» Texto proporcionado
>>>
Los filósofos medievales, ellos sí, debatieron el problema planteado en la tradición aristotélica por la pluralidad de las formas. La escolástica del siglo XIII -Santo Tomás, Pecham, Middleton- interrogó la diversidad de las formas, preguntándose si hay distintas clases de formas organizadas jerárquicamente, si conviene distinguir entre las accidentales y las sustanciales, las racionales y las corporales, las inherentes y las puras (o separadas), etc. Al aristotelismo se remontan también las discusiones en torno al «principio de individuación», principium individuatonis -lo que explica que algo sea un ente individual-, desde el origen de la singularidad de las cosas. Pero no es éste el camino que quiero evocar en estas páginas, ya que el seguido por la teoría literaria ha sido otro, tras una bifurcación, según acabamos de ver, que se remonta a la Poética misma de Aristóteles.
Cuando la Poética vuelve a leerse y a comentarse en Europa durante el siglo XVI, conviene siempre saber desde qué premisas -aristotélicas o no- se interpreta el texto de Aristóteles. La superabundancia de descubrimientos y de orientaciones, el eclecticismo y el sincretismo son rasgos muy propios de aquella pletórica etapa cultural que llamamos el Renacimiento. Bernard Weinberg ha mostrado en cuántos casos una definición aristotélica se coloca en un contexto —32→ retórico, horaciano o neoplatónico. Así, la cuestión de la forma se plantea una y otra vez, pero con resultados diversos, confusos o encontrados. El primer gran comentario de la Poética, el de F. Robortello (1548), se doblega ya a los propósitos retóricos y horacianos, al intento de producir ciertos efectos -útiles o placenteros- en cierto público26. Otros comentaristas, ante el tema de la forma, apelarán a sus conocimientos y esquemas escolásticos, llegando a conclusiones curiosas: para A. Lionardi (1554), que reduce a tres las consabidas cuatro causas, «nella forma che è l'eloquenza, nella materia, che è la cosa proposta, e nel fine, che è l'uditore, consiste ogni orazione e parlamento»27; y para L. Salviati (1564), la causa formal es «l'invenzione»28. Asimismo se abre camino un preformismo de inspiración neoplatónica. El poeta imita o reproduce un molde formal previo, que es más bien como un modelo o una «idea». Así, por ejemplo, en la glosa horaciana, con ribetes aristotélicos, de F. Pedemonte, que es de 154629; y sobre todo en los tratados del Tasso. De los Discorsi del poema eroico (1594) del ya famoso poeta dice Weinberg que ocultan «a hidden Platonism, to the extent to which he sees behind every poem or every part of a poem an Idea which the poet seeks to imitate through the happy combination of matter and form»30. Pasando a otras actitudes, no es de sorprender que algunos confundan el principio formal con la versificación, como Francesco Patrizi (1586) e incluso Castelvetro en cierto pasaje de su gran comentario (1570)31; y hasta que unos tratadistas propongan, desde una fina intuición aristotélica, que la favola puede identificarse con la forma. «La favola..., forma e anima e fine del altre parti»32, define A. Segni en su defensa de la poesía y de Petrarca (defensa de tipo más bien platónico), en 1581; «la favola, che è la parte sostanziale e quasi la forma e l'anima del poema»33, según D. Atanagi (1559); y con análogos términos se explica F. Buonamici hacia fines de siglo (1597)34.
<<<
» Tarea A
Presente como lista JSON de cadenas, una por línea y sin las líneas en blanco, las entradas desde su comienzo hasta la línea que contiene "554), (579, 686)]".

» Información proporcionada
>>>
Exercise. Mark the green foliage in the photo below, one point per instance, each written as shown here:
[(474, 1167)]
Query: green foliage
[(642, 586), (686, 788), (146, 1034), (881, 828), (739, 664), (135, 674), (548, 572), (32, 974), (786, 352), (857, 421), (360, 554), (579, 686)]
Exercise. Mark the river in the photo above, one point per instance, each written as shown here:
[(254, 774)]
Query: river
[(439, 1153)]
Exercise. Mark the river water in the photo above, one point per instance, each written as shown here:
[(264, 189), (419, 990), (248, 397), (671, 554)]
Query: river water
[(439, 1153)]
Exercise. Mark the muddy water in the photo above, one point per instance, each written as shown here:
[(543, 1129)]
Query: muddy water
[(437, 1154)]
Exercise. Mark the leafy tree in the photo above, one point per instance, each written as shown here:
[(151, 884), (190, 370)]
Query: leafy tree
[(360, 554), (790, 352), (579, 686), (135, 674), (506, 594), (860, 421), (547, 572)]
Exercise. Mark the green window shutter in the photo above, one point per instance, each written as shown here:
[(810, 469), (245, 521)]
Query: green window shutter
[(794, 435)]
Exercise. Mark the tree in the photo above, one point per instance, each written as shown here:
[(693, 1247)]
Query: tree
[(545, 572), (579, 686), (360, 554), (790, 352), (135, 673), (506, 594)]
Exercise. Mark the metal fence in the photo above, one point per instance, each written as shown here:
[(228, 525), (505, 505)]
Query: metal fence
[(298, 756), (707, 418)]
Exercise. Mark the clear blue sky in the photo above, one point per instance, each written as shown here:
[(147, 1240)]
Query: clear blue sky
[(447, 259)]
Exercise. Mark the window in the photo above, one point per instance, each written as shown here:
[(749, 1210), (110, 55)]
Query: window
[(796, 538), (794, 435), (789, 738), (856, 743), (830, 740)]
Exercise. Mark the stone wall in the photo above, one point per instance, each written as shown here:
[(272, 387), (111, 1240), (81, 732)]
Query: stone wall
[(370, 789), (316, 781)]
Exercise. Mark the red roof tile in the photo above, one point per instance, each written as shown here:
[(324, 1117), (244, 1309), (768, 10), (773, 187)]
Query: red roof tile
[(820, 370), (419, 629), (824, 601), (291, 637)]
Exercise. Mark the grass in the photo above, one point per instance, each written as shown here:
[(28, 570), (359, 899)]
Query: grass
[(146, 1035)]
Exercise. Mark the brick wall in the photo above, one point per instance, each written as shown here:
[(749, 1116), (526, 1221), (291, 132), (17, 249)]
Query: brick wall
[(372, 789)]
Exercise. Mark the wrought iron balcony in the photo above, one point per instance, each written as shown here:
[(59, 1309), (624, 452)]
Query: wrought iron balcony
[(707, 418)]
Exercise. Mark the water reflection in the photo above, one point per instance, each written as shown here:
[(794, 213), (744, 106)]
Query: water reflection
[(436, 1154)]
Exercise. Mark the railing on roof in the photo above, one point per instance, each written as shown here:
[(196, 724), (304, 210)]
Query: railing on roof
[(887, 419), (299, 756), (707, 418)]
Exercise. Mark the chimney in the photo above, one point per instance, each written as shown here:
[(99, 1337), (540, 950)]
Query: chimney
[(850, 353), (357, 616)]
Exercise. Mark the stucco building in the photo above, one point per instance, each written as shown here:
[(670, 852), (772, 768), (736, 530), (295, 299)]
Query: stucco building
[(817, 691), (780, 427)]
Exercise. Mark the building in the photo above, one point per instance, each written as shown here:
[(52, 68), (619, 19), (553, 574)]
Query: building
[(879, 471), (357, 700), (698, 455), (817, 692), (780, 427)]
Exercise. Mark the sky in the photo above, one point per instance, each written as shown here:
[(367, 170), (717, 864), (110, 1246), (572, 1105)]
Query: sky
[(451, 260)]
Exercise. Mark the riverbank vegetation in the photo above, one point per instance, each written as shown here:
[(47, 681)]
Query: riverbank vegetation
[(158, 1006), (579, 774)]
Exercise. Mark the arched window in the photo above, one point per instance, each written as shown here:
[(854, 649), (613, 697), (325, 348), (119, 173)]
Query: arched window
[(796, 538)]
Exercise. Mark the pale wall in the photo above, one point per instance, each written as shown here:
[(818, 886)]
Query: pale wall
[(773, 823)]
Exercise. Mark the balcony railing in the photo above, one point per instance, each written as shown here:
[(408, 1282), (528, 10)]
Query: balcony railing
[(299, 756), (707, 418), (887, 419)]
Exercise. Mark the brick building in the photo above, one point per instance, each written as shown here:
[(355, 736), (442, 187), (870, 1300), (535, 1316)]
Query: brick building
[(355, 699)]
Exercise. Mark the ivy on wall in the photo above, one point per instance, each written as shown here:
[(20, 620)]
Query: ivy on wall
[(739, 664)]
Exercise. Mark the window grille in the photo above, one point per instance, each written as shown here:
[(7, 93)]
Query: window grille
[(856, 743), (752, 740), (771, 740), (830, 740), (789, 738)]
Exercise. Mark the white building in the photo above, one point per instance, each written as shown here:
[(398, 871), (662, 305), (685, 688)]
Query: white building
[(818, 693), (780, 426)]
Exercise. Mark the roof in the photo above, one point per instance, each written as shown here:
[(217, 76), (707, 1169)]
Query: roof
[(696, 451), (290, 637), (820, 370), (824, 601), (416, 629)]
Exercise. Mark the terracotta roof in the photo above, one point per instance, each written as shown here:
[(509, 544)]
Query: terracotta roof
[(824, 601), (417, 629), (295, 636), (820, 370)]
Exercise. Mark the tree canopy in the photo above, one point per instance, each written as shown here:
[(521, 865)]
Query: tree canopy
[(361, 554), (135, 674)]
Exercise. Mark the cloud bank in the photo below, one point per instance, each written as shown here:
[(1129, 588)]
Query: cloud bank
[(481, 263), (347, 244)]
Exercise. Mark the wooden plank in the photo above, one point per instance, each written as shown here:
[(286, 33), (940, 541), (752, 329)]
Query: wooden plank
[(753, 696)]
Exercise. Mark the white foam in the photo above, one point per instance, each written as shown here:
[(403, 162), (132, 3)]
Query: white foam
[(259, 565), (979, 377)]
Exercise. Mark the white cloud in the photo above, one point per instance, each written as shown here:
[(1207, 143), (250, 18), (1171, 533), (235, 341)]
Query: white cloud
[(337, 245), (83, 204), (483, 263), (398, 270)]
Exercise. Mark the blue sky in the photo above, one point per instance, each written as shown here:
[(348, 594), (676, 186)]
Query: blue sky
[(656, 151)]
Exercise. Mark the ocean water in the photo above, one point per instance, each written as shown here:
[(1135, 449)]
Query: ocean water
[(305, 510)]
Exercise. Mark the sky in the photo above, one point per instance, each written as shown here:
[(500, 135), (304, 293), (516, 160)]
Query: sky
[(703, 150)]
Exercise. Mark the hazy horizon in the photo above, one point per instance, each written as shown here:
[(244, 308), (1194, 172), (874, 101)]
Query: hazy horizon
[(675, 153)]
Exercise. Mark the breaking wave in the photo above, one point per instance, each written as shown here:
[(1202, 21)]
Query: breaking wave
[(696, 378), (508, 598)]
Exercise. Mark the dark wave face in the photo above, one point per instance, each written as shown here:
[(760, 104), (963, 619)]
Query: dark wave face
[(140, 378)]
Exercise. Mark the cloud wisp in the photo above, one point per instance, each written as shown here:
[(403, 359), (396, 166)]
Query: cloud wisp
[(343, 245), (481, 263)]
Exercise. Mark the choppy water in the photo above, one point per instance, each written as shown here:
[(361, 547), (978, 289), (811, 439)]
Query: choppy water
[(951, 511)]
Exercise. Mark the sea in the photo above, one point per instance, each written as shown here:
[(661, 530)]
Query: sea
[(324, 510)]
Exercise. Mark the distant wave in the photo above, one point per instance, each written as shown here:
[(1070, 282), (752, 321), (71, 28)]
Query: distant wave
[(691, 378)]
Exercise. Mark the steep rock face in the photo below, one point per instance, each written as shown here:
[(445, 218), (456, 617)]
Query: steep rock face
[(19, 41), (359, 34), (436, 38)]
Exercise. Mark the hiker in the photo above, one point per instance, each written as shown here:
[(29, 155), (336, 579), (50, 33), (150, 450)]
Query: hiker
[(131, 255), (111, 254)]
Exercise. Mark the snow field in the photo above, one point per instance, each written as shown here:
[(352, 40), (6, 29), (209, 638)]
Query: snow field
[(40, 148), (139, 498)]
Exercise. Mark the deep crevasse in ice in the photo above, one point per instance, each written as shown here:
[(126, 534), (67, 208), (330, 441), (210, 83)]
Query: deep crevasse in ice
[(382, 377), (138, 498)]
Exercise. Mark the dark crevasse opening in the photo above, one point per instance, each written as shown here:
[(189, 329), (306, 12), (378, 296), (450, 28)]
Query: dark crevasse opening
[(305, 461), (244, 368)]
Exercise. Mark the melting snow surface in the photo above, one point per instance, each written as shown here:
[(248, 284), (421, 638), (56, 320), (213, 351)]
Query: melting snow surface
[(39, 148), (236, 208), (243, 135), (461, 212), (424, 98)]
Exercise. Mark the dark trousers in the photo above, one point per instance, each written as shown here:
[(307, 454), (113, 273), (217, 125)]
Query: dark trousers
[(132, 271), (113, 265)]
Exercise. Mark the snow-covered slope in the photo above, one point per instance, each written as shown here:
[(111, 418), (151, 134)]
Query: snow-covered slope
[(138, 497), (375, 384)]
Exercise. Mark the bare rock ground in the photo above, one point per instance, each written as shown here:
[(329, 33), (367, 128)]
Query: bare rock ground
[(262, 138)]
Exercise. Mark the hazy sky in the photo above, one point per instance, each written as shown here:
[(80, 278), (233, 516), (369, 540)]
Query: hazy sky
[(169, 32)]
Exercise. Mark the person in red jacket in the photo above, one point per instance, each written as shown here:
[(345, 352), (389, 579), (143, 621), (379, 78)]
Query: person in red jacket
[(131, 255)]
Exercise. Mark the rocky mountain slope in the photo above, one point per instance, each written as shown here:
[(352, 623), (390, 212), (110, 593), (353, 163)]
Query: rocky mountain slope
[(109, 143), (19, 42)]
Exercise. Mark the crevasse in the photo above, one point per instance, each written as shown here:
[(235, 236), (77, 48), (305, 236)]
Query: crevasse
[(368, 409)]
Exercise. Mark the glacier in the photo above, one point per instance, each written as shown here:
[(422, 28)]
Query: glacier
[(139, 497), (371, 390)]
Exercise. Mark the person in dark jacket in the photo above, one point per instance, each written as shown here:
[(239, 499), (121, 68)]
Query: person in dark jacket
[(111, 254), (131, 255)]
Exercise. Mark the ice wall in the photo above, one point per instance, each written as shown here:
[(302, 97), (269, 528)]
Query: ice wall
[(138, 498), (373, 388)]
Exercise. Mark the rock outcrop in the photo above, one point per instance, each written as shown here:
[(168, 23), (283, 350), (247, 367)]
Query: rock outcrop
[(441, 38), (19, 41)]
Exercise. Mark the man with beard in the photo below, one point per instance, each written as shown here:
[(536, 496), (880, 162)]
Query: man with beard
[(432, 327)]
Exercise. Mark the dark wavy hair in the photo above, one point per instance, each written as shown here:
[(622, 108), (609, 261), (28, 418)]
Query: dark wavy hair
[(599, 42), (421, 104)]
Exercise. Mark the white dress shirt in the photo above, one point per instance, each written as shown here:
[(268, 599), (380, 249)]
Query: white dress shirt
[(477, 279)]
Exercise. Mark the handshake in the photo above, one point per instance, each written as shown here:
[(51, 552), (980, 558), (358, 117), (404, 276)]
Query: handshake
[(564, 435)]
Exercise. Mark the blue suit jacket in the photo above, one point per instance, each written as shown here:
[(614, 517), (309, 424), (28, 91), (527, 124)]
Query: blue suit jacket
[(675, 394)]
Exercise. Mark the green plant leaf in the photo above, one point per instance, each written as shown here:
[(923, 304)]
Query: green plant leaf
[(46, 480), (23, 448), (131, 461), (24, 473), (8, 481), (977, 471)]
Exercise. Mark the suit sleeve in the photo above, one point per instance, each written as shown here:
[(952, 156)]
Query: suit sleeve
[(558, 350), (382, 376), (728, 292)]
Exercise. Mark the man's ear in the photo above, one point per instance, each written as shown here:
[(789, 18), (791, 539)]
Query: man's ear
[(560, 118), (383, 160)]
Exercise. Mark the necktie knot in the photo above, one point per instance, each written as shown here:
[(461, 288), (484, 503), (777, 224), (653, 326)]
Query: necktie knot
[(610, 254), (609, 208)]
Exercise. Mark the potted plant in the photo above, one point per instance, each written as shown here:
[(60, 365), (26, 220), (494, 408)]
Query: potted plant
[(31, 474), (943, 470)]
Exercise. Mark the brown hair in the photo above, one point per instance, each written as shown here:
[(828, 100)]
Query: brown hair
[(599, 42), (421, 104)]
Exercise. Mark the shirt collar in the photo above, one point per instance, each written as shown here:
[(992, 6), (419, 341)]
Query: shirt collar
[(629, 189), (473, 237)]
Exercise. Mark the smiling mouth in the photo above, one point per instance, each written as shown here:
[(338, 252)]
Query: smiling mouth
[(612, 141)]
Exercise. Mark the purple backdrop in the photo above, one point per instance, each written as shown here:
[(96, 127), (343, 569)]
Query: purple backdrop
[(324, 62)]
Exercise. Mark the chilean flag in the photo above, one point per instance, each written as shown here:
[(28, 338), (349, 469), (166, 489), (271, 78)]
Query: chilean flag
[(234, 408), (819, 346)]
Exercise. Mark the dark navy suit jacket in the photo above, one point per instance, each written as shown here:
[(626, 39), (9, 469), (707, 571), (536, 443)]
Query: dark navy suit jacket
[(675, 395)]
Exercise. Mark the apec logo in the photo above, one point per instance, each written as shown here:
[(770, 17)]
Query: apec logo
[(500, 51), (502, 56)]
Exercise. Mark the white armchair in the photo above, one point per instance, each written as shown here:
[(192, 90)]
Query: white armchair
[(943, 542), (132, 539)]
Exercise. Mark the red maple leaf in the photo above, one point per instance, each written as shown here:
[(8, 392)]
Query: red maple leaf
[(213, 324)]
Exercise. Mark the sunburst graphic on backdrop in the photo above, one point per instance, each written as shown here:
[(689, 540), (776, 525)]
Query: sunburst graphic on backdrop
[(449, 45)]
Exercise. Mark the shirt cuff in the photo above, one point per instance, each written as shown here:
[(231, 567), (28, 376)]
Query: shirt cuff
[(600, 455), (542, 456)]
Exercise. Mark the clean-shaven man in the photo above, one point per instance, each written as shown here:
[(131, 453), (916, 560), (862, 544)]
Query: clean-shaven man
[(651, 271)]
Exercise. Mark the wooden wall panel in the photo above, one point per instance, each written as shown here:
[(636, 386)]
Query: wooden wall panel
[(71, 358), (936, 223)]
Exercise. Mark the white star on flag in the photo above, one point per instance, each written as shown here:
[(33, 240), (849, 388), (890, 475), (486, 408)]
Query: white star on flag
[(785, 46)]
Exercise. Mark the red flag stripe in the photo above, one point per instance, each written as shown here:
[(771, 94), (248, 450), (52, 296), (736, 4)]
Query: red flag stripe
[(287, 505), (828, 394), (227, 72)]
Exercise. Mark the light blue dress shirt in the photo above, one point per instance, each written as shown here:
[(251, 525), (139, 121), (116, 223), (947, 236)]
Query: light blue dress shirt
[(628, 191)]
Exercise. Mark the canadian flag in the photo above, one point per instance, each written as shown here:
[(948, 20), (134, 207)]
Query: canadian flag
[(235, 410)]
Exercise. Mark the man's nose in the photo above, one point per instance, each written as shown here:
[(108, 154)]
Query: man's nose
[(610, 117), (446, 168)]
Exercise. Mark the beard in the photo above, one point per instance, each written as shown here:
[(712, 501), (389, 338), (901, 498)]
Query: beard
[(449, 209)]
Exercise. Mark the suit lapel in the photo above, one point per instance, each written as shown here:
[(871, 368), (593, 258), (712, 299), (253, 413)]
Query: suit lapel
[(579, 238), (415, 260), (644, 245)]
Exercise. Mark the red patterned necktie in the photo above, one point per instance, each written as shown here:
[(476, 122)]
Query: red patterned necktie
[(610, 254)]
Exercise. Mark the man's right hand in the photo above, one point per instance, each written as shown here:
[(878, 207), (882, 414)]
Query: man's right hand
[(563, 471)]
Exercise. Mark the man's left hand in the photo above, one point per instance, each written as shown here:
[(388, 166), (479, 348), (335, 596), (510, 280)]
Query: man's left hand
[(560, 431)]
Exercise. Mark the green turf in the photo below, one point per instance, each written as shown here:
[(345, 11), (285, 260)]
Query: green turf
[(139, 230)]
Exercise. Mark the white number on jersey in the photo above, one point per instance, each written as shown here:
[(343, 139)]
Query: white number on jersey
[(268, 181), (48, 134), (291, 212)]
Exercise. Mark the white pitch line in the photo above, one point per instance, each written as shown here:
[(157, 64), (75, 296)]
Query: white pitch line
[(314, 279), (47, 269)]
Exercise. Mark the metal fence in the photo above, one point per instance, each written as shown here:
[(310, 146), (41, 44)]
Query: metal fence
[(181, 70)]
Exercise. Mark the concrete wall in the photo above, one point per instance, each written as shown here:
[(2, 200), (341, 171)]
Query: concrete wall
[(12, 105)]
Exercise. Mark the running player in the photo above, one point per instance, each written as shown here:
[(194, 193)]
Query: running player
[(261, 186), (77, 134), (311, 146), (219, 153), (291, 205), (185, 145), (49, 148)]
<<<
» Tarea B
Indique si cada afirmación concuerda con el texto sobre la Poética de Aristóteles, respondiendo sí o no y citando literalmente las palabras del texto que lo deciden: (i) el primer gran comentario de la Poética es el de F. Robortello, de 1548; (ii) para L. Salviati la causa formal es la elocuencia; (iii) los Discorsi del poema eroico del Tasso datan de 1586.

» Respuesta correcta A
[
  "Exercise. Mark the green foliage in the photo below, one point per instance, each written as shown here:",
  "[(474, 1167)]",
  "Query: green foliage",
  "[(642, 586), (686, 788), (146, 1034), (881, 828), (739, 664), (135, 674), (548, 572), (32, 974), (786, 352), (857, 421), (360, 554), (579, 686)]"
]

» Respuesta correcta B
(i) Sí: "El primer gran comentario de la Poética, el de F. Robortello (1548)".
(ii) No: "para L. Salviati (1564), la causa formal es «l'invenzione»".
(iii) No: "De los Discorsi del poema eroico (1594) del ya famoso poeta".